Short exercise 1:
Answer from the SigNoz conversation, one line per answer:
(a) In the Uber Engineering blog it cites, what share of Uber's log queries are aggregation queries?
(b) Where does clicking a trace attribute take the user?
(c) How does SigNoz run a PromQL query?
Short exercise 2:
Continue the SigNoz conversation past its last line, keeping its speakers and spoken style.

Text extract:
━━━━━━━━

The second thing is the point you mentioned, which is integrating traces, logs, and metrics.
So for example, one of the things which you are thinking of, is that you have the trace page now, “Can you go from there to see the details of the logs?”
You have trace attributes, if you click that trace attribute, it just goes directly to the logs page and filters your logs based on that.
So much easier filtering and correlation between logs, traces, and then metrics, so these are the two key areas.
I think even Uber, over there was a recent blog by Uber Engineering folks and then they mentioned that 60 to 70 percent of their logs queries are aggregations query and that's where the main bandwidth or the main effort of the team and that's why they switched to ClickHouse and I'm guessing that would be the case for most of the bigger companies that are finding that the right log is more important than diving into that.
Jonah:
Yeah, the challenge is if you do aggregation, it's much harder to do a free-form search.
One of the biggest challenges in observability is trying to deal with the “unknown-unknowns” and that's oftentimes where logging is particularly useful, and why you need to have a decent full-text search is because sometimes you're looking at a problem that you don't know that isn't an aggregated query where you're trying to actually, analyze a particular instance of a problem and that's why some of the open source tools that always start with a metric before you go to a log, are problematic and oftentimes you want to start with a trace or you want to start with a log and then you want to look at metrics related to that so oftentimes the troubleshooting workflow changes.
So we've got a couple of questions coming in on the database side some of them are somewhat related and I'm happy to chime in on a couple of these.
So, on the Prometheus side super popular data stores like Elasticsearch and
Asaf Mesika is asking:
“How does it compare with horizontally scalable databases like Cortex?”
and obviously, the cortex is fully Prometheus compatible, ClickHouse itself, although there is victoria metrics that are built on top of ClickHouse, it doesn't necessarily have Prometheus compatibility so what are you doing in SigNoz to create compatibility for those that maybe we are using really popular tools like Prometheus?
Pranay:
Yeah, so the data store is still ClickHouse so we don't use anything like cortex, and ClickHouse itself is horizontally scalable so it can scale as much as you want.
We allow support for PromQL which is a query language.
Jonah:
How are you doing it?
Pranay:
Yeah so we allow support for PromQL but underlying, we convert that PromQL to a ClickHouse query and then run it natively on that so that's the approach we are taking.
We do not support cortex as a database as fundamentally we are using columnar databases as the storage layer first.
Jonah:
Have you tested the PromQL compatibility because this is also a big thing that people are now testing, victoria metrics, although it provides PromQL support, is not very compatible with Prometheus.
It turns out that they don't pass all the tests particularly well.
Pranay:
Yeah so the way we are thinking about this is that many of our users want to just create metrics, so say for 80% of the users, we have provided a query-builder which is like you can use UI to create metrics, you can filter based on different things like you can filter based on group by query.
So for the 80% of the users, I think query builder will suffice, which they can use to write metrics, etc, and then we support PromQL and ClickHouse native queries.

━━━━━━━━

Extracted data:
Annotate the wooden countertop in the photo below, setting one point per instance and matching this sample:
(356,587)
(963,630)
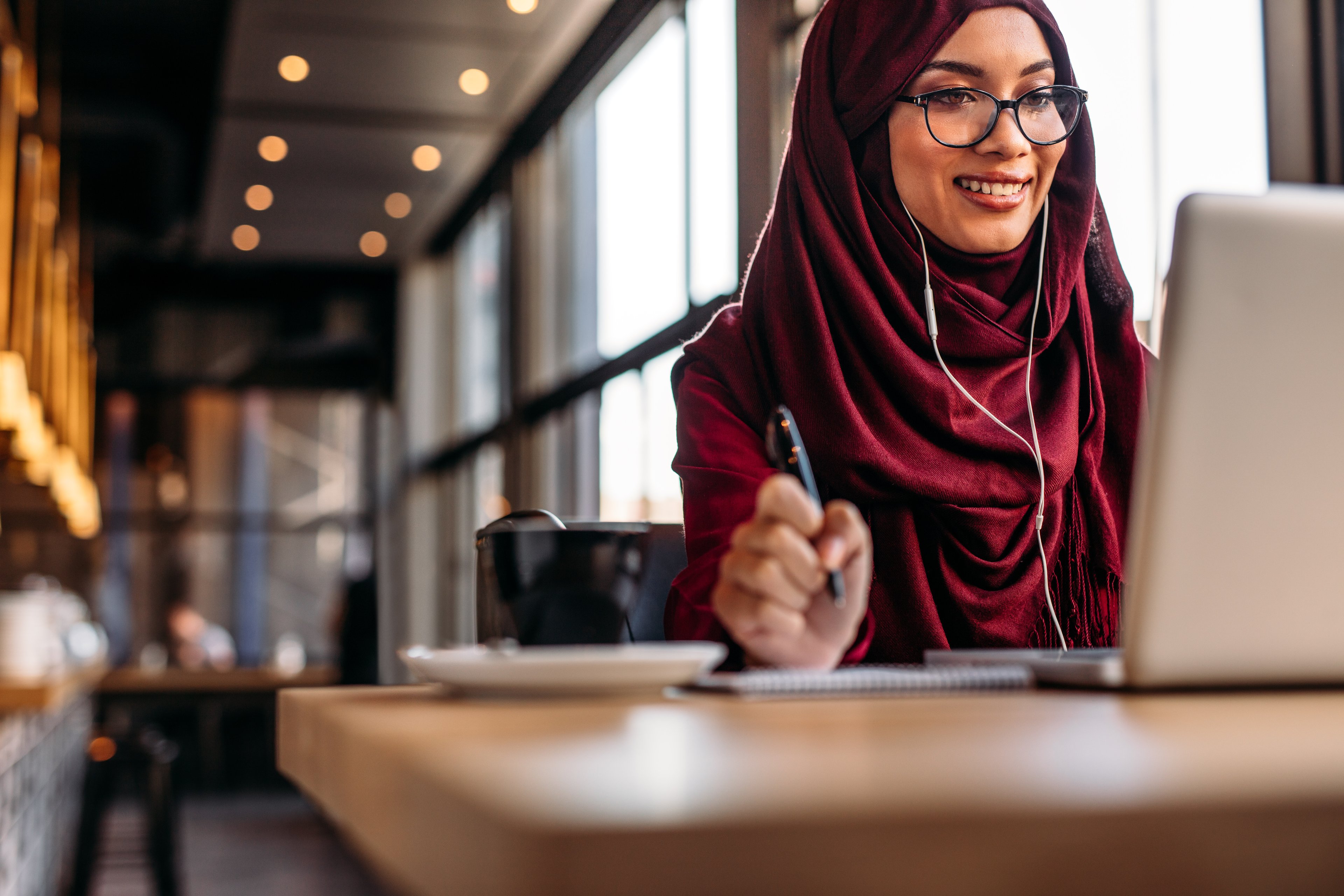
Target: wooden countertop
(49,694)
(130,680)
(1029,793)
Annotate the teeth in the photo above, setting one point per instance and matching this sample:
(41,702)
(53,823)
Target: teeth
(990,189)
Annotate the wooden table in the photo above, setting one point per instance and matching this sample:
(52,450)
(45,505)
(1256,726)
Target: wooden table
(206,695)
(51,692)
(1029,793)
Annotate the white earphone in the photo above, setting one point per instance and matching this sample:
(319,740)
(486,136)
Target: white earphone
(1034,447)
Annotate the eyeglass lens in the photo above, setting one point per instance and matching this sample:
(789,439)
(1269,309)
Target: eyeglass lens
(964,117)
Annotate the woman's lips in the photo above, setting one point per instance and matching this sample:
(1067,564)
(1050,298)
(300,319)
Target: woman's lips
(1003,195)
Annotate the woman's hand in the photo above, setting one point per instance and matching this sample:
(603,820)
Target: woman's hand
(772,592)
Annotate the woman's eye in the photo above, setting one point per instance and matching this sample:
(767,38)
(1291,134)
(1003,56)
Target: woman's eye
(955,99)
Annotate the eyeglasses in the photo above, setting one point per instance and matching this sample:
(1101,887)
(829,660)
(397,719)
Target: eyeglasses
(961,117)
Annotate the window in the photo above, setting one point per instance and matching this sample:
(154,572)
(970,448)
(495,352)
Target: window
(1158,109)
(667,236)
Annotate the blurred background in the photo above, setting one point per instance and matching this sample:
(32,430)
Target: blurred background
(296,296)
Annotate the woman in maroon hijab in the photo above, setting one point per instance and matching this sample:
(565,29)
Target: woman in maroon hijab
(931,508)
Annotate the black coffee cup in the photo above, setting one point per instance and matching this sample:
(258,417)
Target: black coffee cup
(544,582)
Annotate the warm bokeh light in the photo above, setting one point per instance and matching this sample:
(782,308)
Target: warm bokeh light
(427,158)
(373,244)
(474,83)
(273,148)
(103,749)
(259,198)
(397,205)
(294,68)
(246,237)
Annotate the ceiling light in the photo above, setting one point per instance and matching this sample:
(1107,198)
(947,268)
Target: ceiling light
(273,148)
(397,205)
(294,68)
(246,237)
(427,158)
(373,244)
(259,198)
(474,83)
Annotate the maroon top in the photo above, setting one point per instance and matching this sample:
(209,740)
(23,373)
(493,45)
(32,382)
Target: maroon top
(831,323)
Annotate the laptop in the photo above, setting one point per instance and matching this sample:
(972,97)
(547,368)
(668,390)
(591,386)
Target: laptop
(1234,572)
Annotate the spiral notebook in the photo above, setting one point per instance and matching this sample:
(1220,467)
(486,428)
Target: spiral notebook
(765,684)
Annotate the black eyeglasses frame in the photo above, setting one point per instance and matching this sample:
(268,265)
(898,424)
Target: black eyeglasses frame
(923,100)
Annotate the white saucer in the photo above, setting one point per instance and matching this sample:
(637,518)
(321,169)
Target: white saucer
(587,670)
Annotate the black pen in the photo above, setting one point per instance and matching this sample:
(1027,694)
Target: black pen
(784,447)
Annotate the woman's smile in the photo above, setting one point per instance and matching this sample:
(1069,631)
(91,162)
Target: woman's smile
(995,191)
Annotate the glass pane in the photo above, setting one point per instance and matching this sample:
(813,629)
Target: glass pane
(1136,61)
(662,487)
(712,26)
(642,194)
(476,331)
(639,441)
(622,436)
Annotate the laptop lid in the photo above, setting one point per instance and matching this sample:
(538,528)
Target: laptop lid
(1237,528)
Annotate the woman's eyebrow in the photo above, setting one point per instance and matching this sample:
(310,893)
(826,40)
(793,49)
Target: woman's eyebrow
(976,72)
(956,68)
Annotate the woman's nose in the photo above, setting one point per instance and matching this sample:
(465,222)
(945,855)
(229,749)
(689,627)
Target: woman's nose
(1006,139)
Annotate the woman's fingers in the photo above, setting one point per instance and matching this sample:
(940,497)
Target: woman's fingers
(764,575)
(784,500)
(785,545)
(752,618)
(845,537)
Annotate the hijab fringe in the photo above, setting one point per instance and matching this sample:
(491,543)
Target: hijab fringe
(1088,597)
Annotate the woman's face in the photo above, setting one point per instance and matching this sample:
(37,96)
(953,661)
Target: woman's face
(1000,51)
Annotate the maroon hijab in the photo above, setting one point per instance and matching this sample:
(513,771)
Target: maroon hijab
(831,324)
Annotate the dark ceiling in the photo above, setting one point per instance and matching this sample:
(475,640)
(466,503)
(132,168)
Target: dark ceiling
(162,107)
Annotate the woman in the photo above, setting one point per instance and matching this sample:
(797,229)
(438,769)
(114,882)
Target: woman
(931,508)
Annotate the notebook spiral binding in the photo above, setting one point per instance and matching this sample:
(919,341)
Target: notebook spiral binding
(869,681)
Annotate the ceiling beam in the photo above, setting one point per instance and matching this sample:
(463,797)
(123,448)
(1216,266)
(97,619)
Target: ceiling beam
(350,117)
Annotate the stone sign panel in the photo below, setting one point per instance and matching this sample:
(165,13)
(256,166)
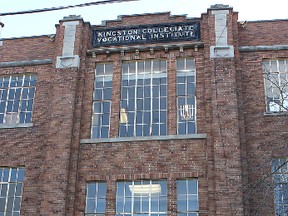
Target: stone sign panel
(160,33)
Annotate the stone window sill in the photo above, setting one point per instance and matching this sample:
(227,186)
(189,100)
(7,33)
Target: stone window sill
(281,113)
(3,126)
(148,138)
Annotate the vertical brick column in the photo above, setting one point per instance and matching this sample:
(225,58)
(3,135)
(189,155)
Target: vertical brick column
(61,139)
(224,135)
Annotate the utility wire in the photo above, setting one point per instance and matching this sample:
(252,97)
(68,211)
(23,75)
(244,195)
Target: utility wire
(64,7)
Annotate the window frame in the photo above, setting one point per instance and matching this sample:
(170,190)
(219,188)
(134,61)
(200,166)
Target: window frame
(186,95)
(102,102)
(11,176)
(129,195)
(187,196)
(95,199)
(17,96)
(134,127)
(274,72)
(280,181)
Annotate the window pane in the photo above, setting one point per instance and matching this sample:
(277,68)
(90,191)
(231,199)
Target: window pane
(280,178)
(95,197)
(142,198)
(13,97)
(187,196)
(275,79)
(10,192)
(186,91)
(102,100)
(147,83)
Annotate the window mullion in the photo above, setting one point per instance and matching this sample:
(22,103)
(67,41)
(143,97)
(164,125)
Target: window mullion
(151,97)
(135,98)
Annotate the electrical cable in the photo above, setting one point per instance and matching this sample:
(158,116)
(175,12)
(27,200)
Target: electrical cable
(64,7)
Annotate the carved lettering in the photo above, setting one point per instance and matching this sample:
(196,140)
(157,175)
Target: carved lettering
(144,34)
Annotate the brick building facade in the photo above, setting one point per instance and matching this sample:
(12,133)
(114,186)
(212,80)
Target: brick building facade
(117,126)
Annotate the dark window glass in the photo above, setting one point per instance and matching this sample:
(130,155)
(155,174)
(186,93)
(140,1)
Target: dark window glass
(102,100)
(145,82)
(187,197)
(14,91)
(11,181)
(280,178)
(186,94)
(141,198)
(95,198)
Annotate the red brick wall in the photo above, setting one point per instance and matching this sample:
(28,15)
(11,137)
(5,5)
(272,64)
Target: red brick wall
(236,154)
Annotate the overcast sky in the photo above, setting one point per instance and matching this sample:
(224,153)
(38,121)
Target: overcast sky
(44,23)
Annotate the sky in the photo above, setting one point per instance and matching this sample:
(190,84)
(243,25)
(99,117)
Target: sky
(44,23)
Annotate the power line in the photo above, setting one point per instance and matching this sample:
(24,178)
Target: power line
(64,7)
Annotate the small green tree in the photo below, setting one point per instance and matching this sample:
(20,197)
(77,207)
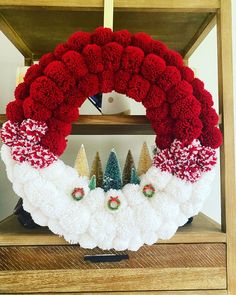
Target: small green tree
(129,164)
(112,175)
(134,176)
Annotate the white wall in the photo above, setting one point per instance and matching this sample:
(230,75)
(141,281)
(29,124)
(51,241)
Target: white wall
(204,63)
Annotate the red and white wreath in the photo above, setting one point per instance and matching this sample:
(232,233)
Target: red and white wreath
(180,111)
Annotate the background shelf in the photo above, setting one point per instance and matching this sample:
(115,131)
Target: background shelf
(202,230)
(106,124)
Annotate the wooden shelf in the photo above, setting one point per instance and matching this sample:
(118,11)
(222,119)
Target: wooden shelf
(177,23)
(105,124)
(202,230)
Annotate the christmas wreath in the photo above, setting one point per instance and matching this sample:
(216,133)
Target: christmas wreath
(180,111)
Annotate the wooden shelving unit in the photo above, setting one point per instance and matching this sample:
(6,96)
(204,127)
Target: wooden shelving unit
(201,258)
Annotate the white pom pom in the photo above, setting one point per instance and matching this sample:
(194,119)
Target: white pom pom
(179,189)
(39,218)
(160,178)
(54,172)
(133,195)
(24,173)
(167,230)
(18,188)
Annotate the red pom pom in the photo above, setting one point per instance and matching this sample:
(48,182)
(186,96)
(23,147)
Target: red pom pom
(35,110)
(209,117)
(159,48)
(173,58)
(32,73)
(186,108)
(55,142)
(58,73)
(123,37)
(138,88)
(121,81)
(93,57)
(131,59)
(143,41)
(102,36)
(46,59)
(78,40)
(204,97)
(89,85)
(22,91)
(15,111)
(155,97)
(197,84)
(158,113)
(66,113)
(164,141)
(59,127)
(111,54)
(187,74)
(170,77)
(45,92)
(152,67)
(60,50)
(164,126)
(181,90)
(75,63)
(106,81)
(211,137)
(188,130)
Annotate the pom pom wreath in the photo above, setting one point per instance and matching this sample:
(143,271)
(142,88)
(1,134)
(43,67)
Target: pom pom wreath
(106,81)
(78,40)
(32,73)
(66,113)
(58,73)
(46,59)
(138,88)
(35,110)
(89,85)
(159,48)
(59,127)
(181,90)
(121,81)
(158,113)
(111,55)
(186,108)
(170,77)
(164,141)
(187,130)
(155,97)
(93,57)
(55,142)
(102,36)
(131,59)
(187,74)
(211,137)
(60,50)
(152,67)
(186,162)
(14,111)
(173,58)
(22,91)
(46,92)
(123,37)
(143,41)
(75,64)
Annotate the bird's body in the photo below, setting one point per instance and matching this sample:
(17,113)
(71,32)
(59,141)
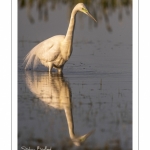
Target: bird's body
(55,51)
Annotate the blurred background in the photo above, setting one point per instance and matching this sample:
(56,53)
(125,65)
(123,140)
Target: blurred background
(98,75)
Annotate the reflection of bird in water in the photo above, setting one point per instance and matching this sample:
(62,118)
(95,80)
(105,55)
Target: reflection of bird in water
(55,91)
(55,51)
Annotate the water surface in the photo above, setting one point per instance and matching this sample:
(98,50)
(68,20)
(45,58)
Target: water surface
(91,104)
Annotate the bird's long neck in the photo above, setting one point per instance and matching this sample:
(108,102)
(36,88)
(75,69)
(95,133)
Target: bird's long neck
(69,35)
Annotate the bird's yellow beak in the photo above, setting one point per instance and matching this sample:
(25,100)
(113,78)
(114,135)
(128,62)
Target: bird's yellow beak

━━━━━━━━

Task answer 1:
(a) 60 to 70 percent.
(b) Directly to the logs page, which filters the logs by that attribute.
(c) It converts the PromQL into a ClickHouse query and runs it natively.

Task answer 2:
So PromQL will be there and it's for people who are more comfortable with that but we are focusing more on making the users write native ClickHouse queries much easier.
ClickHouse natively queries in SQL format so many people should be able to write queries based on that, that's the direction that we are taking from a query language perspective because we found many people are not even comfortable like even PromQL, so if somebody wants to write an advanced query it's not very easy, and not many people are very comfortable writing advanced queries.
Jonah:
Yeah, it was very true how do you deal with metric roll-ups, for example, like do you have the ability to roll up metrics to trend them over time is that user configurable?
That's one of the things that databases like cortex and other time series databases handle, is when I take a metric over time and I want to roll it up a certain way, it provides the scalability if you're collecting a lot of data so, like do you do roll-ups today and SigNoz for metrics is that part of the plan to do something like that?
Pranay:
Are you saying that if I have say, one-hour granularity data you want to roll up to one week? Sure.
Jonah:
It's usually one minute and then you may be on a move to one hour, you know after a certain number of weeks or months, just to deal with scalability?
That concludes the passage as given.